» The input
######

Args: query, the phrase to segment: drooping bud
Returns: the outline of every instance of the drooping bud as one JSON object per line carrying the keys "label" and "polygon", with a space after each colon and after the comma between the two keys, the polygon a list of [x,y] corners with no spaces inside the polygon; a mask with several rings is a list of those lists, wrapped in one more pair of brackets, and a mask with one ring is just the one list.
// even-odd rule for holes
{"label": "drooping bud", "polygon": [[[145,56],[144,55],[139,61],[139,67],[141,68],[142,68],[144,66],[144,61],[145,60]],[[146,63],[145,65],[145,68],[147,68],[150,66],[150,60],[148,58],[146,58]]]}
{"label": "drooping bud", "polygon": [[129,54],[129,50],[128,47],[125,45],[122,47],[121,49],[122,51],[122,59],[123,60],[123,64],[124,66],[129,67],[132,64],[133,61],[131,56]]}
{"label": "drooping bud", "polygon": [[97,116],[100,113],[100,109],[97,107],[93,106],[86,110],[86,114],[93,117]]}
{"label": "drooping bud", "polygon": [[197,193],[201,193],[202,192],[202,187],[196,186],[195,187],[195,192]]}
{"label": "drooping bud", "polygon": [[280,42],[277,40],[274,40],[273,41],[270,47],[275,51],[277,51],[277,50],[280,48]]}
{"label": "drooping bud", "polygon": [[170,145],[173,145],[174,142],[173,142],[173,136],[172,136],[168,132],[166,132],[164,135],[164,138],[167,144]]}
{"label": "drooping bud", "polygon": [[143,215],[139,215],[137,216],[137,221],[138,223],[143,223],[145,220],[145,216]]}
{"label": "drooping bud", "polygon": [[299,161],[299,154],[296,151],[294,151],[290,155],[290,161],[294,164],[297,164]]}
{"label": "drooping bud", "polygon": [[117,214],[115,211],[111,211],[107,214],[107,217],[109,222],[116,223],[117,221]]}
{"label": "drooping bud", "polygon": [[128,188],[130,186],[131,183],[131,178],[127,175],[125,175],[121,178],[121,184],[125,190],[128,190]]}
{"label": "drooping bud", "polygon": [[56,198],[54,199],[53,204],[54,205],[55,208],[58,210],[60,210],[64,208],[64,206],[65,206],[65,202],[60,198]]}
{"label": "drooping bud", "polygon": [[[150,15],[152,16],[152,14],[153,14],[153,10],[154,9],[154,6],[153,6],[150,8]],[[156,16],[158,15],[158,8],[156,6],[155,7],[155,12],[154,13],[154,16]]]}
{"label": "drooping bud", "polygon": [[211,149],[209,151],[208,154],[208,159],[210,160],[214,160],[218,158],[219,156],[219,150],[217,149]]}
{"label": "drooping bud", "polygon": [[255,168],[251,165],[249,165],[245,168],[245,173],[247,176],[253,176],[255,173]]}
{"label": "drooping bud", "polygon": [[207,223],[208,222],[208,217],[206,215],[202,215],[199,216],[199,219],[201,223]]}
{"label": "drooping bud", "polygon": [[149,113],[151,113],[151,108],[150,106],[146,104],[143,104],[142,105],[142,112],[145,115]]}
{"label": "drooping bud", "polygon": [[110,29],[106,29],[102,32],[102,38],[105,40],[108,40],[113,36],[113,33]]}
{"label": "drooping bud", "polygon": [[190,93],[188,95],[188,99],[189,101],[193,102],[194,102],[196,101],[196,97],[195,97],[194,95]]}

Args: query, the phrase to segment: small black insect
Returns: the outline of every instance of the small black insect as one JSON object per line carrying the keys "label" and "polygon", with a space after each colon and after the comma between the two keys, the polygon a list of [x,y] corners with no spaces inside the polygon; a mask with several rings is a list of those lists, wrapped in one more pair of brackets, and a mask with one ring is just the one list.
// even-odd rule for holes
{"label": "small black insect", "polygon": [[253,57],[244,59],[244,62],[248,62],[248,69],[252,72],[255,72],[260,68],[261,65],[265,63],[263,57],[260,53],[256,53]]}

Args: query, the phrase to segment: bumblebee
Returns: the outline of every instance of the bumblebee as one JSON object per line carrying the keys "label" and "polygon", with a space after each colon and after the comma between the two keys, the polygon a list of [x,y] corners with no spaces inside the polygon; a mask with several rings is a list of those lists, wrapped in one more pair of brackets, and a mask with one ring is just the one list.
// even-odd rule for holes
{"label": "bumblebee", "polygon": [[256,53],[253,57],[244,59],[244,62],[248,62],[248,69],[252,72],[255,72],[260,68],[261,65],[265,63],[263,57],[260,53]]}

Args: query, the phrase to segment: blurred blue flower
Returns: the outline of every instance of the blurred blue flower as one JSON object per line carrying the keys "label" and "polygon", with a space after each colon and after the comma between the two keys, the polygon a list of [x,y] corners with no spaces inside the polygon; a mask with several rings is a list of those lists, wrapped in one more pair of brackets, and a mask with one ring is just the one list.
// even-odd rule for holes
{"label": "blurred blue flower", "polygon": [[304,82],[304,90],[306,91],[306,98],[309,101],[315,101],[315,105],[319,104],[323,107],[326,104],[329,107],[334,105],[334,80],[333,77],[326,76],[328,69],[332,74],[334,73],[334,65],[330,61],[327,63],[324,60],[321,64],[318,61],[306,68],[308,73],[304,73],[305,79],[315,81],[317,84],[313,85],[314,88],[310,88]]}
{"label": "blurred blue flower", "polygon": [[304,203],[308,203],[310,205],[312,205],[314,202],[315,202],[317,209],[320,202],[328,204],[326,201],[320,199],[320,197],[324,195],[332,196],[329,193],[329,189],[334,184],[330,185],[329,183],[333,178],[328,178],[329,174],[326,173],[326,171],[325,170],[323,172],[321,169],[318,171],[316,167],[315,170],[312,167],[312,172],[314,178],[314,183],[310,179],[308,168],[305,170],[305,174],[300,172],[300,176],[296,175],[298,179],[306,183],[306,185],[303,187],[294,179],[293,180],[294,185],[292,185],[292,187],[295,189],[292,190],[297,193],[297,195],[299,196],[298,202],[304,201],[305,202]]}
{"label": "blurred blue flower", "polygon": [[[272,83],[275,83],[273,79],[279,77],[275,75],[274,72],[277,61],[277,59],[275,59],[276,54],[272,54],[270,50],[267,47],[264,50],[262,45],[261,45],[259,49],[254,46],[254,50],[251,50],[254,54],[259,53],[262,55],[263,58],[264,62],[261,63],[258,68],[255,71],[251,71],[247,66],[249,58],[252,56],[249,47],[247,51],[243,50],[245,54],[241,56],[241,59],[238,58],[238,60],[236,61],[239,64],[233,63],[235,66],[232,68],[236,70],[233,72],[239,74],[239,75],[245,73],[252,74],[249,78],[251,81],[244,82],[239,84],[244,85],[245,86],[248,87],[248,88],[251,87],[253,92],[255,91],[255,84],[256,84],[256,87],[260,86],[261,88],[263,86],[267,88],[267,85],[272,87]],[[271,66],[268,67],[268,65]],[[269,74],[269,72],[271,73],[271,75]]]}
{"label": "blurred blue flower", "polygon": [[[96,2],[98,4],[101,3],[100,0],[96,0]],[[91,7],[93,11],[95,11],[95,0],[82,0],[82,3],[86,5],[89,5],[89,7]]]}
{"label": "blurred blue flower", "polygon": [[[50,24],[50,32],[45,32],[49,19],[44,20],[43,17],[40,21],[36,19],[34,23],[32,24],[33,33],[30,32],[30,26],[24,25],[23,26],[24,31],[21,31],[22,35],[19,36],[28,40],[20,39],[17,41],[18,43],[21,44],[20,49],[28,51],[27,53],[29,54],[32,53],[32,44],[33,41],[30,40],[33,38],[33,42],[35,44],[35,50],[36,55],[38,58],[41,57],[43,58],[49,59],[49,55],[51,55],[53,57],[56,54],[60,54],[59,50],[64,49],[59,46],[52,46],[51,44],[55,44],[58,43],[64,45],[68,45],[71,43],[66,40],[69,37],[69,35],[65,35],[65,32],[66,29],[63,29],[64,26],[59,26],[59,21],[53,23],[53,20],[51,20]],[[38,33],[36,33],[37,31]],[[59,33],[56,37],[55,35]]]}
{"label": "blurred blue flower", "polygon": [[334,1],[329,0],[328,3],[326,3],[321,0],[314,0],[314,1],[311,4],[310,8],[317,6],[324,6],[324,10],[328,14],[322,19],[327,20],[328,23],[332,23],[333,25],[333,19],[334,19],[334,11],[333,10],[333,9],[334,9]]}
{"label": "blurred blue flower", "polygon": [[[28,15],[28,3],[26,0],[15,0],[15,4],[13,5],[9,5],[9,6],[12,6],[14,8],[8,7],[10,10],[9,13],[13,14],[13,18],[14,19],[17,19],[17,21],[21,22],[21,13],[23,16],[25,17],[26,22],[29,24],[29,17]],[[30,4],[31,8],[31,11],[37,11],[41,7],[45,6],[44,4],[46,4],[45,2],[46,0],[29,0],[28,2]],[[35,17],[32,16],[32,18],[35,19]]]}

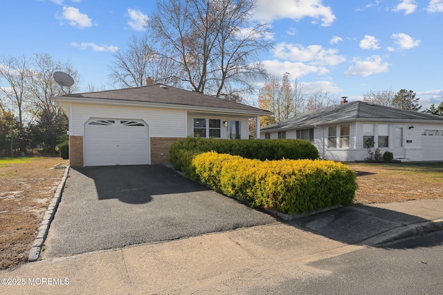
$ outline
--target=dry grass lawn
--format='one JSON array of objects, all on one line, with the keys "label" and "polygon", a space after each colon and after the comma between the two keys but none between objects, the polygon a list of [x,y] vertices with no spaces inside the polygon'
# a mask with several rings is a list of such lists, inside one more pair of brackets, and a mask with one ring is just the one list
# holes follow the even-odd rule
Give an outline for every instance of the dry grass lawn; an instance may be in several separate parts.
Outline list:
[{"label": "dry grass lawn", "polygon": [[356,203],[443,199],[443,162],[345,164],[357,173]]},{"label": "dry grass lawn", "polygon": [[[356,203],[443,199],[442,162],[345,164],[357,173]],[[0,269],[28,258],[65,165],[60,158],[0,158]]]},{"label": "dry grass lawn", "polygon": [[0,269],[28,259],[63,166],[61,158],[0,158]]}]

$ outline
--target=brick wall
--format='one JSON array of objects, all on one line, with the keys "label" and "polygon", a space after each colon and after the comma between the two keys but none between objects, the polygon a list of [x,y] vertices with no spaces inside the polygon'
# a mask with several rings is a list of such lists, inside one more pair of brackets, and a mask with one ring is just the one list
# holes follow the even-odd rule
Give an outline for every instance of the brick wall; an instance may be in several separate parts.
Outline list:
[{"label": "brick wall", "polygon": [[83,166],[83,136],[69,136],[69,164],[72,167]]},{"label": "brick wall", "polygon": [[169,148],[180,137],[151,137],[151,164],[169,163]]}]

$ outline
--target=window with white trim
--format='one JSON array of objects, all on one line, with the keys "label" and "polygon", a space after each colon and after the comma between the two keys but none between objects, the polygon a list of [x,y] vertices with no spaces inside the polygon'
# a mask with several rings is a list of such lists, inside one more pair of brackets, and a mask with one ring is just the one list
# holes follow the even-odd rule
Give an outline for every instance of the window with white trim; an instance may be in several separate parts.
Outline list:
[{"label": "window with white trim", "polygon": [[309,129],[298,129],[296,133],[297,139],[314,142],[314,128],[309,128]]},{"label": "window with white trim", "polygon": [[363,146],[374,147],[374,124],[363,124]]},{"label": "window with white trim", "polygon": [[284,140],[286,138],[286,131],[278,131],[278,139]]},{"label": "window with white trim", "polygon": [[219,119],[194,118],[194,137],[222,137],[222,122]]},{"label": "window with white trim", "polygon": [[389,129],[387,124],[379,124],[377,126],[378,146],[389,147]]},{"label": "window with white trim", "polygon": [[349,149],[350,147],[350,126],[340,126],[340,147]]},{"label": "window with white trim", "polygon": [[242,138],[241,127],[241,121],[229,121],[229,139],[239,140]]},{"label": "window with white trim", "polygon": [[222,137],[222,124],[219,120],[209,119],[209,137],[220,138]]},{"label": "window with white trim", "polygon": [[337,147],[337,126],[330,126],[328,128],[327,147],[329,148]]},{"label": "window with white trim", "polygon": [[194,118],[194,137],[206,137],[206,119]]}]

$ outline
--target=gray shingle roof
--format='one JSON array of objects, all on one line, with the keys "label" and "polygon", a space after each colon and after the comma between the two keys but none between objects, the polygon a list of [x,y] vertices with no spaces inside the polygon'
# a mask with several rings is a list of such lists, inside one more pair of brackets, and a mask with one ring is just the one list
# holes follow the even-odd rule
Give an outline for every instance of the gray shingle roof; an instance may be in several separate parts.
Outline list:
[{"label": "gray shingle roof", "polygon": [[209,95],[192,91],[179,89],[161,84],[146,86],[110,90],[98,92],[66,95],[55,97],[57,99],[73,98],[102,99],[121,102],[138,102],[174,106],[228,109],[245,113],[256,113],[261,115],[271,115],[272,113],[245,104],[237,104]]},{"label": "gray shingle roof", "polygon": [[351,102],[318,110],[312,110],[262,128],[262,131],[297,129],[351,121],[441,121],[443,116],[404,111],[365,102]]}]

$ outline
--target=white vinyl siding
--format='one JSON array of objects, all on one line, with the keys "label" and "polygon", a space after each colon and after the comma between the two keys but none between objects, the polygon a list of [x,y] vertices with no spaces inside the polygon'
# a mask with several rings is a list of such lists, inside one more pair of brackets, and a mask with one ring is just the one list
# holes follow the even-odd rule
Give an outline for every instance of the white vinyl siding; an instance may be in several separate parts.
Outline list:
[{"label": "white vinyl siding", "polygon": [[84,124],[91,118],[143,120],[154,137],[186,137],[183,110],[75,104],[73,106],[71,135],[83,135]]}]

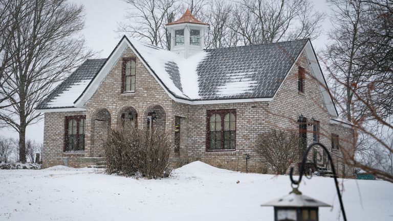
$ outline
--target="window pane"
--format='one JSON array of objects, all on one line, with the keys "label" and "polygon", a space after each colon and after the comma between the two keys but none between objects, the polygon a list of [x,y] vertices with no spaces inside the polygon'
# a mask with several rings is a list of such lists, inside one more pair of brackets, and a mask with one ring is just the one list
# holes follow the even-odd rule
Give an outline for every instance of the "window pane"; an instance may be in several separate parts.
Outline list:
[{"label": "window pane", "polygon": [[131,83],[132,84],[135,84],[135,76],[131,76]]},{"label": "window pane", "polygon": [[191,29],[190,31],[190,45],[199,46],[201,45],[200,31],[199,30]]},{"label": "window pane", "polygon": [[79,134],[84,134],[84,119],[81,119],[79,121]]},{"label": "window pane", "polygon": [[131,71],[131,61],[125,62],[125,76],[129,75]]},{"label": "window pane", "polygon": [[77,150],[83,150],[84,149],[84,135],[79,135],[79,148]]},{"label": "window pane", "polygon": [[184,30],[180,29],[174,31],[174,45],[184,44]]}]

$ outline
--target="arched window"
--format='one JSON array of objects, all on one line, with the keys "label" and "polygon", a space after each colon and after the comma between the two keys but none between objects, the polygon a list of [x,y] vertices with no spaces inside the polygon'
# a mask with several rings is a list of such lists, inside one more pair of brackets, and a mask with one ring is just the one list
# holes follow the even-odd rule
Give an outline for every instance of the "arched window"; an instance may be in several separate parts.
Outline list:
[{"label": "arched window", "polygon": [[236,111],[208,110],[207,150],[232,150],[236,148]]},{"label": "arched window", "polygon": [[225,115],[224,118],[224,148],[235,148],[236,118],[233,114]]},{"label": "arched window", "polygon": [[133,108],[125,109],[121,113],[121,126],[124,128],[137,127],[137,112]]},{"label": "arched window", "polygon": [[66,117],[65,151],[84,150],[85,116]]}]

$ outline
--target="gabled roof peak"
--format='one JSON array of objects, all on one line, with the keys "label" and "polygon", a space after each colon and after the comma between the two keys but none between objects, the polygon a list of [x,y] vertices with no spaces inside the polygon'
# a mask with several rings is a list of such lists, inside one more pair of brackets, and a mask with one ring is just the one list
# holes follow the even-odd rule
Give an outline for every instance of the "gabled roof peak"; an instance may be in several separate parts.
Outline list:
[{"label": "gabled roof peak", "polygon": [[183,14],[182,16],[180,17],[180,18],[174,21],[168,23],[166,24],[166,25],[169,26],[183,23],[191,23],[198,25],[209,25],[209,24],[207,23],[204,23],[198,20],[194,16],[192,15],[192,13],[191,13],[191,11],[188,8],[186,10],[186,12],[184,12],[184,14]]}]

######

» Written problem
Gather every line of the listing above that contains the word "wall", matching uppercase and lowercase exactly.

» Response to this task
--target=brick wall
Give an outline for every instance of the brick wall; an instance may be in several separate parts.
[{"label": "brick wall", "polygon": [[83,166],[83,136],[69,136],[69,164],[72,167]]},{"label": "brick wall", "polygon": [[169,148],[180,137],[151,137],[151,164],[169,163]]}]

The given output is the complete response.